**Problem statement:** Please copy each line below that contains the string "magenta".

Referring expression data:
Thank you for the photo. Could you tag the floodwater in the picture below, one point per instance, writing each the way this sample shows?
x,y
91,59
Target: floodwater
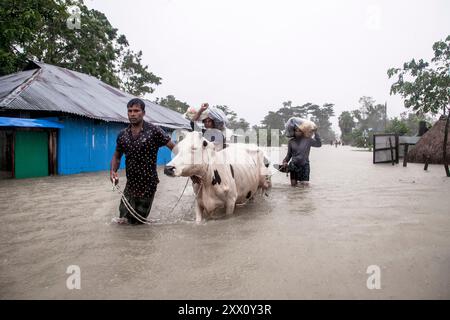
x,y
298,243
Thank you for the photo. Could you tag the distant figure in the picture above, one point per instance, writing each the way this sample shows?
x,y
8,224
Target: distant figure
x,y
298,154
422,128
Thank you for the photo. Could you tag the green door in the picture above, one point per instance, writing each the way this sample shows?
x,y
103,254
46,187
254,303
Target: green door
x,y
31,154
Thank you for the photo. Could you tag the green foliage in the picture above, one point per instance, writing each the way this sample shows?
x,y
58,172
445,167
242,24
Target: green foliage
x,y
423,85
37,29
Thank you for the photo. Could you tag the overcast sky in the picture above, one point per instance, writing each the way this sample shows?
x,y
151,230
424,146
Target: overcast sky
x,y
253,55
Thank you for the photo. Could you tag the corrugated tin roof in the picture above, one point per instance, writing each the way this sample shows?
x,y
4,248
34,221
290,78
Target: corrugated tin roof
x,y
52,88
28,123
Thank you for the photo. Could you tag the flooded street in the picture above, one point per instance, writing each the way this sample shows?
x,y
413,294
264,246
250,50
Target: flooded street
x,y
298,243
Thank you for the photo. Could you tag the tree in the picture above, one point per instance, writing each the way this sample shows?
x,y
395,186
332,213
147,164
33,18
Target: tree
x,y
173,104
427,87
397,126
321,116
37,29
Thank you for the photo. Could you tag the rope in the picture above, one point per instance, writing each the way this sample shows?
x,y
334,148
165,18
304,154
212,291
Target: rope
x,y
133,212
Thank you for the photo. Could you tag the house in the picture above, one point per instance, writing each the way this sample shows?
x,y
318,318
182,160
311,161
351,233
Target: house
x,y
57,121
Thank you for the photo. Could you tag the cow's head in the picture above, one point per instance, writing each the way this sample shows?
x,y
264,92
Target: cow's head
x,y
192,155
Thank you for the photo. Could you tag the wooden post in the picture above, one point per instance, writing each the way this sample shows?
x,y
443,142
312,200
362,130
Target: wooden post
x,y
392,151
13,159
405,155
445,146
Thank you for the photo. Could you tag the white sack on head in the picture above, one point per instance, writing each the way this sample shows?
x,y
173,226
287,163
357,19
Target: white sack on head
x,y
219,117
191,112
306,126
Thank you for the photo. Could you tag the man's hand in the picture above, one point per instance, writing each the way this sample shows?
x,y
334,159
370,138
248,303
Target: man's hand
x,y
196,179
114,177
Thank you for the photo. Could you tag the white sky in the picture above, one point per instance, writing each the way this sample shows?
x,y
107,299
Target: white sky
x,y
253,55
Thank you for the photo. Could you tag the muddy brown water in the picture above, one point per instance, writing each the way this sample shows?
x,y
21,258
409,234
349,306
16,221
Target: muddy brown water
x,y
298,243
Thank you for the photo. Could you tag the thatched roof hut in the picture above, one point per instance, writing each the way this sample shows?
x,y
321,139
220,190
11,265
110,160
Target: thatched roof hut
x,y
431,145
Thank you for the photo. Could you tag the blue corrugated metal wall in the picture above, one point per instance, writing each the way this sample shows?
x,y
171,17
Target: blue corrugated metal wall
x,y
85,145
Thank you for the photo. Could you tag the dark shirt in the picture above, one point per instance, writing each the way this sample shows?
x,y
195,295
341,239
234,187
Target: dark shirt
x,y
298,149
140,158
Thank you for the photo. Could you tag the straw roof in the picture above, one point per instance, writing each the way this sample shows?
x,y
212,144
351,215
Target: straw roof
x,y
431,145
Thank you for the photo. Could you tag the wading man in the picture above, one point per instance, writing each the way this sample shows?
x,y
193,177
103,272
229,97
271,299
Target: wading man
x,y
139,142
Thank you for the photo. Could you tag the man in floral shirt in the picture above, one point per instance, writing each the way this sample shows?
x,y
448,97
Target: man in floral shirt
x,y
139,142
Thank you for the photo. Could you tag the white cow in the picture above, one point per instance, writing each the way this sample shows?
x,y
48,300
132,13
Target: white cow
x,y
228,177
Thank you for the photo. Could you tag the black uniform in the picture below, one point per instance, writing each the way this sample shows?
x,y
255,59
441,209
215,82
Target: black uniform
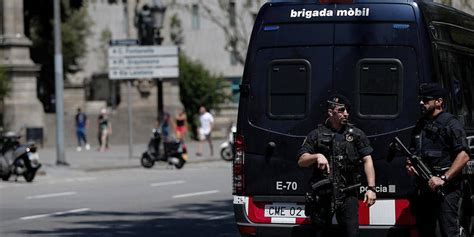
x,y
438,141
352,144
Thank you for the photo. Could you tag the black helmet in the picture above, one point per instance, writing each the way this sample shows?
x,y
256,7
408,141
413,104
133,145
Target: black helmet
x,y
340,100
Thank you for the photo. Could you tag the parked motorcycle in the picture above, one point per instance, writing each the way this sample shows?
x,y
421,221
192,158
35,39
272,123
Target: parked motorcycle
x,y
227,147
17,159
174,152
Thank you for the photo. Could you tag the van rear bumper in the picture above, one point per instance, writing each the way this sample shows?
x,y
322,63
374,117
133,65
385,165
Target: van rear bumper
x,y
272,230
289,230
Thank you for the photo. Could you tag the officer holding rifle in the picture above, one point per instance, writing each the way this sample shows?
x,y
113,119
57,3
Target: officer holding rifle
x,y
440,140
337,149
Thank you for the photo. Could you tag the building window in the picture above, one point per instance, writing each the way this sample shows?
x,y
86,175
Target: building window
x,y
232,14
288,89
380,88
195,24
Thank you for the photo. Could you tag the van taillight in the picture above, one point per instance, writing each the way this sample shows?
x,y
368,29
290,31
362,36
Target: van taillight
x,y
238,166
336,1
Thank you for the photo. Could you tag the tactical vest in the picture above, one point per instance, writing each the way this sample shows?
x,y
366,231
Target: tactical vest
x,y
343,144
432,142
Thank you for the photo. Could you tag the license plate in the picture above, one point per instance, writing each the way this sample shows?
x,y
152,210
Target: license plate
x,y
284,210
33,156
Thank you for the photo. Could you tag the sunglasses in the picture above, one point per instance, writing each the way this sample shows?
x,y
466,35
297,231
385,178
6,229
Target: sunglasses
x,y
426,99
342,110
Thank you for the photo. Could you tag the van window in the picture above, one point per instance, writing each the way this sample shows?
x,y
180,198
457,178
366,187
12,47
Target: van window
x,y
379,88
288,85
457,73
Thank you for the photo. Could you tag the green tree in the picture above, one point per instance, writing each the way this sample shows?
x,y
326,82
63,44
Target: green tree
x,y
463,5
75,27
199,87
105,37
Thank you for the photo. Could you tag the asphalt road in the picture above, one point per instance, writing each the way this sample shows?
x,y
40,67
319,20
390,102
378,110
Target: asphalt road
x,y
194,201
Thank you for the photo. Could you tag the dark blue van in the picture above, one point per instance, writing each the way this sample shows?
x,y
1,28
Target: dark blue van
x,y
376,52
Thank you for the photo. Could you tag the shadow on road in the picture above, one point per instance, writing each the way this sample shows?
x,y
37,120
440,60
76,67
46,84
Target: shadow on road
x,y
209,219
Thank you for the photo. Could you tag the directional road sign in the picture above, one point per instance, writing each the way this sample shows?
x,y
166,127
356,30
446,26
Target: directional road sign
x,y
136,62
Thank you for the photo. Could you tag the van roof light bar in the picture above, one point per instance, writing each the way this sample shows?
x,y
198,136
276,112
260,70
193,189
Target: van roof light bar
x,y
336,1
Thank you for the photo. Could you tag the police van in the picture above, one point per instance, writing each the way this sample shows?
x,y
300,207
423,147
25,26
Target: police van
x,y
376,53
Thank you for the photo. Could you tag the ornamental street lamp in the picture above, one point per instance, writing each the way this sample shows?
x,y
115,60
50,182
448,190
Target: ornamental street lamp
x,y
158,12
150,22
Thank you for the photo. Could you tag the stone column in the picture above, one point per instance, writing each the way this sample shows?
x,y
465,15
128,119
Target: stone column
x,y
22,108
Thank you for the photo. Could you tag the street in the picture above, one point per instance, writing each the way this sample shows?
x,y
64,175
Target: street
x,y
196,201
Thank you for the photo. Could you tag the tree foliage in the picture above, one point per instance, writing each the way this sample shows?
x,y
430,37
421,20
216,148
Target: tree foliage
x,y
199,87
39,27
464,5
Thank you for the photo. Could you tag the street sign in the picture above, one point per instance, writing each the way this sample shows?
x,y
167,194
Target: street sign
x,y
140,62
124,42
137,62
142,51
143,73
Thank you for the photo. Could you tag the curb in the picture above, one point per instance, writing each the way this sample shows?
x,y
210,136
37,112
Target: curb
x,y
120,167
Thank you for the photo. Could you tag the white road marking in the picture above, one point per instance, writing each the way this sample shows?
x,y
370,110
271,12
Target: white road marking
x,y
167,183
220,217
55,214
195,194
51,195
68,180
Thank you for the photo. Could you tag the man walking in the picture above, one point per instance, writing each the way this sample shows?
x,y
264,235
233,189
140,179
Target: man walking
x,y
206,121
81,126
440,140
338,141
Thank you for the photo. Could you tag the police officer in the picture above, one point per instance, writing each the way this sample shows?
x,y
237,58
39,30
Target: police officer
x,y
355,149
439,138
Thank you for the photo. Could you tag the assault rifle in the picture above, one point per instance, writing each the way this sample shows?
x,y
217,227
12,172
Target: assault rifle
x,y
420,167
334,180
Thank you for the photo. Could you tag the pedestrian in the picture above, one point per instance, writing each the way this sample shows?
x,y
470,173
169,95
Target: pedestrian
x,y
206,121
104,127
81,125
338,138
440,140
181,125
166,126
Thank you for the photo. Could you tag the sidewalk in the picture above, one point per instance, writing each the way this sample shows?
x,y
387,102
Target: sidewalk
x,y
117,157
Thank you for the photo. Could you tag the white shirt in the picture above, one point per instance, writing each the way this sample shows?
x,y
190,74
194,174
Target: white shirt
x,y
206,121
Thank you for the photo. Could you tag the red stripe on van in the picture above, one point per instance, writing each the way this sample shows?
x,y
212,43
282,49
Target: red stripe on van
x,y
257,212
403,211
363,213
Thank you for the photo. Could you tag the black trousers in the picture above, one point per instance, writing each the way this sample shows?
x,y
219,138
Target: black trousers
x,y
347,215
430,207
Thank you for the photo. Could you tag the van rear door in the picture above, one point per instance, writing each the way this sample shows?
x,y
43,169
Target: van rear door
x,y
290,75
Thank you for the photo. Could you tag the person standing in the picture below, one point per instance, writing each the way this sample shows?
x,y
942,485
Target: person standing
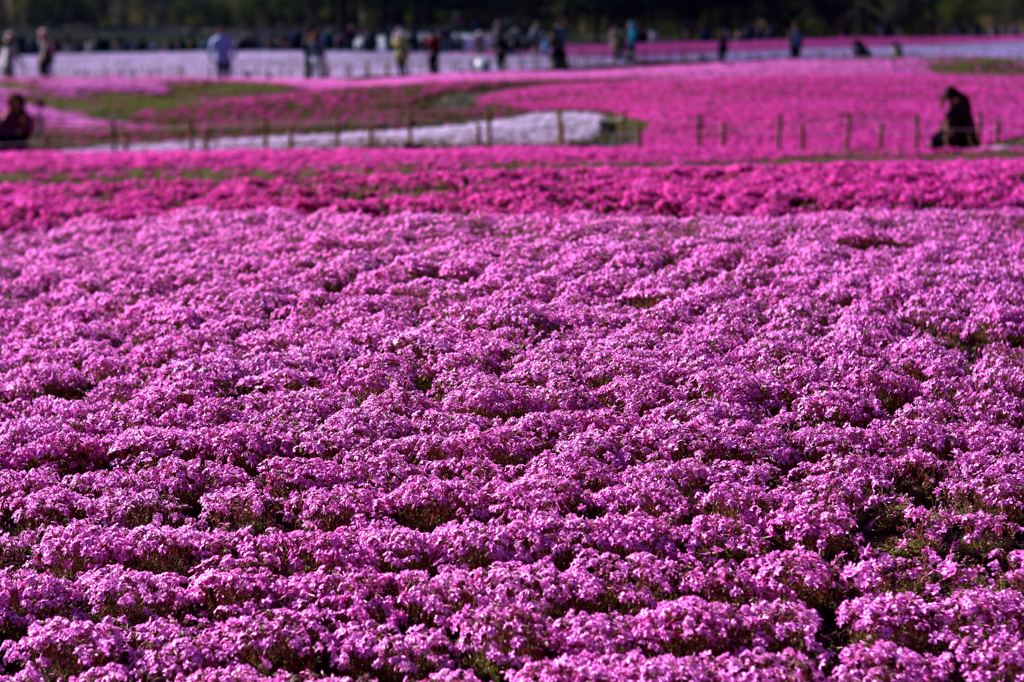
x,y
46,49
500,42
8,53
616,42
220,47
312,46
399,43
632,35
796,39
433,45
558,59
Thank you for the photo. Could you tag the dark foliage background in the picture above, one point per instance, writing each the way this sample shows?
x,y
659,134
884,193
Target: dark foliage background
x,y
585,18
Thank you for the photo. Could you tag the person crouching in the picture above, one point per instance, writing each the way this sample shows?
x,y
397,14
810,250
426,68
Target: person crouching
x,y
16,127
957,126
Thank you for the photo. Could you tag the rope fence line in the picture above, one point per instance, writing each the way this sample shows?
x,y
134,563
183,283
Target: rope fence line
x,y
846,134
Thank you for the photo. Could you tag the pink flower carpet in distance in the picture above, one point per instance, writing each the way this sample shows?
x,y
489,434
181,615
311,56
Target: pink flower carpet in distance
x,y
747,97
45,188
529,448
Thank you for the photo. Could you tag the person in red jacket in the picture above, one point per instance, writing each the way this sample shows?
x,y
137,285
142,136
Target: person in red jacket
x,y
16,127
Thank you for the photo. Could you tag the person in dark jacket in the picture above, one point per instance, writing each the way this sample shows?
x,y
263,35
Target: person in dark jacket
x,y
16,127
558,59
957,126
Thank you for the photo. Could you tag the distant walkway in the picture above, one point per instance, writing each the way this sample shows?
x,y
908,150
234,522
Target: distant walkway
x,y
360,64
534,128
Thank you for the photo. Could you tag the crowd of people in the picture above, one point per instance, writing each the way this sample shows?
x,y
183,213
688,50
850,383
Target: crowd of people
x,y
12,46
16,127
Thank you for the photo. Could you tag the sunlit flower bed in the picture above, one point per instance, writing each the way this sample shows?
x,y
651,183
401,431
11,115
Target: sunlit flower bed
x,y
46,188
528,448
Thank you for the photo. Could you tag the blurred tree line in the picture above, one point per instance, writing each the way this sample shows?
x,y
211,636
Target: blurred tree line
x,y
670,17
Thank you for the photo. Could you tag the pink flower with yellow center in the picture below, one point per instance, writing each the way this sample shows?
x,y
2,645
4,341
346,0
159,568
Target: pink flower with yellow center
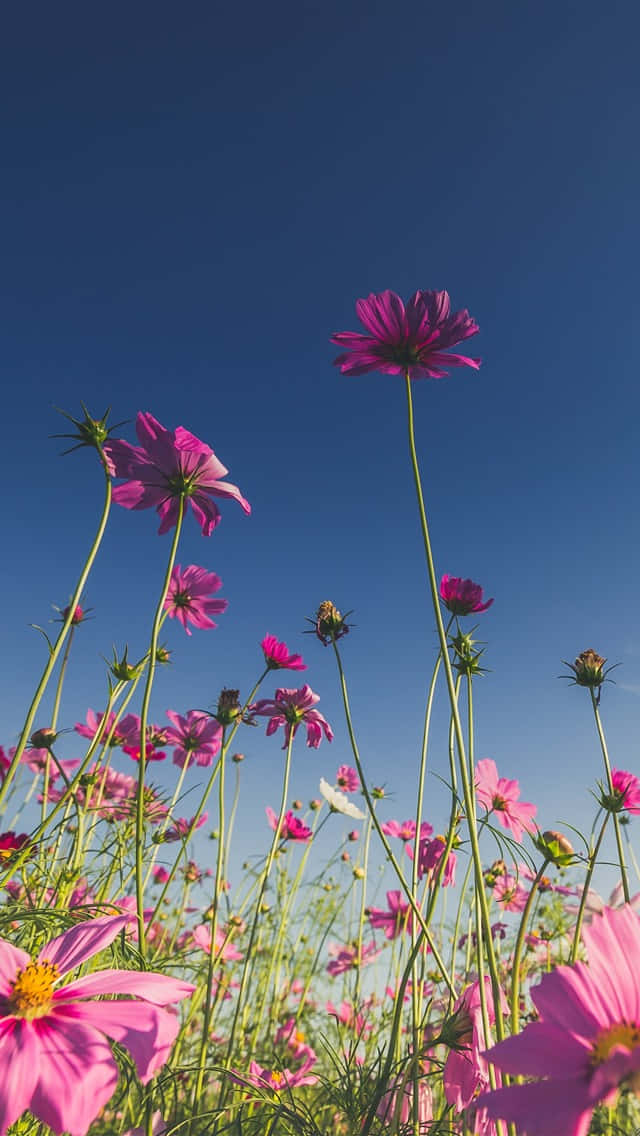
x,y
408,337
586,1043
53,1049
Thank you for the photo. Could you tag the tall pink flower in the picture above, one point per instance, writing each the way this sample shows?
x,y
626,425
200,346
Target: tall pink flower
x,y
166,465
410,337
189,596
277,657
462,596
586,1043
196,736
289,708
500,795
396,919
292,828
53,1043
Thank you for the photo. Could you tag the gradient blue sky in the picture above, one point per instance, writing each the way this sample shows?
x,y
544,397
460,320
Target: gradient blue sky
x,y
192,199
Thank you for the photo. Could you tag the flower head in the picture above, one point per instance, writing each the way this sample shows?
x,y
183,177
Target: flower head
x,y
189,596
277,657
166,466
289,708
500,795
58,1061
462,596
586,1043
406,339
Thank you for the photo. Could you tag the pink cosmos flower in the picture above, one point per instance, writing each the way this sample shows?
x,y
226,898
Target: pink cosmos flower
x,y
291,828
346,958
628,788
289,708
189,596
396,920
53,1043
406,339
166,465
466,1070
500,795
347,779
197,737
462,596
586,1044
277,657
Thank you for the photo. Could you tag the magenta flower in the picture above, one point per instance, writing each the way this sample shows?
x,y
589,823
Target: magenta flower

**Answer to the problem:**
Thank you for the photo. Could you tag the magenta flower in the picture above, one point per instance, writing each the way this sample shows?
Target: magenta flower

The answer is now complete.